Brano del documento:
Lottiamo per i nostri diritti da 50 anni, e se non riusciamo a
progredire è perché dovremmo riuscire a cambiare l’intera
società. Il potere politico, da noi, è militare e fondato sui clan
familiari. La piramide resta intatta se agli uomini, ai maschi, è
garantito il diritto di vita e di morte sulla famiglia».
L’oppressione
della donna come mezzo per la sopravvivenza politica, insomma. «In
tutti questi Paesi il potere economico, l’amministrazione, la
diplomazia sono nelle mani dei clan politici, non dei partiti. Sono
tutti governi totalitari: per garantirsi l’acquiescenza del popolo,
è garantito all’ultimo dei cittadini maschi il potere sulle
donne».
Dopo
decenni di lotta per il proprio genere, Wassyla Tamzali, che ha letto
con attenzione Pasolini, parla dell’enigma della condizione delle
donne. «Noi non viviamo in Paesi primitivi: sono moderni, hanno
tutti vantaggi della modernità, si può viaggiare, studiare,
istruirsi. Tutti tranne le donne. Questa differenza – secondo
Wassyla è il punto nodale della questione – è basata sulla
superiorità della mascolinità, vista come un totem dalla società.
La religione non c’entra. L’Islam è la maschera di questa deriva
verso una fallocrazia fiera della propria condizione. Prendiamo il
velo: perché occorre metterlo? Perché gli uomini non abbiamo
desiderio sessuale, cioè si suppone che il desiderio dei maschi
valga più di ogni cosa. Non è una condizione genetica, non è
perché siamo arabi. È una questione politica. Il velo è collegato
alla gestione del potere».

Elenco dati:
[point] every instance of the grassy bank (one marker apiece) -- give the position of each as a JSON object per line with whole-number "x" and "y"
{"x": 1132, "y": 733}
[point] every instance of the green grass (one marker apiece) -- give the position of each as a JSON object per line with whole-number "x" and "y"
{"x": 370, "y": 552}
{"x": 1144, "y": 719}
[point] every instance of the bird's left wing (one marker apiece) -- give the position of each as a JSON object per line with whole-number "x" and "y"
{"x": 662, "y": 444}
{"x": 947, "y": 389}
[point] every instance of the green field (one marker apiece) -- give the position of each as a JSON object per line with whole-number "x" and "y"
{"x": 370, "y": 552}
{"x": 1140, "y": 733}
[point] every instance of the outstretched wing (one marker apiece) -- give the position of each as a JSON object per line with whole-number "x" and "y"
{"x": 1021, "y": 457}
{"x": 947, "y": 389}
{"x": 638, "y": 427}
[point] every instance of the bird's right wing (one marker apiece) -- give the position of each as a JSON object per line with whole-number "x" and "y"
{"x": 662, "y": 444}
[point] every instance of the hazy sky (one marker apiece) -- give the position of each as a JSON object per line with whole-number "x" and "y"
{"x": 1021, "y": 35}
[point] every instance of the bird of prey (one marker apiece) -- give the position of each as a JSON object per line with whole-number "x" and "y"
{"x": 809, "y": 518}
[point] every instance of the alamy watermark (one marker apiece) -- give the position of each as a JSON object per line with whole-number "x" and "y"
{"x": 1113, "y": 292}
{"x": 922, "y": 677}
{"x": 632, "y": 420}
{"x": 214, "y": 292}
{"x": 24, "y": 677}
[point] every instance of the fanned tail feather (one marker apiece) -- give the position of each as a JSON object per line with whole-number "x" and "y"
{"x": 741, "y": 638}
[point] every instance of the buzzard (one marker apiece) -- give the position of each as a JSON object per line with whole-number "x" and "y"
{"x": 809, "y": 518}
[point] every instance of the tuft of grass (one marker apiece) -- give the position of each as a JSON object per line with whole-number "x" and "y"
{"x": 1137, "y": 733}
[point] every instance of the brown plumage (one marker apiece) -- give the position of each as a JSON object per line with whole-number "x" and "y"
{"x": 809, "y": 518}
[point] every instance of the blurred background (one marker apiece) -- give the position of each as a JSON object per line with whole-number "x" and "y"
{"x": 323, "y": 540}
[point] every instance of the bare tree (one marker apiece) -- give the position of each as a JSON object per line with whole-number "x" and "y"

Da fare:
Nel brano, come viene descritto il potere politico? Per rispondere si usa soltanto il brano.

Risposta esercizio:
È militare e fondato sui clan familiari.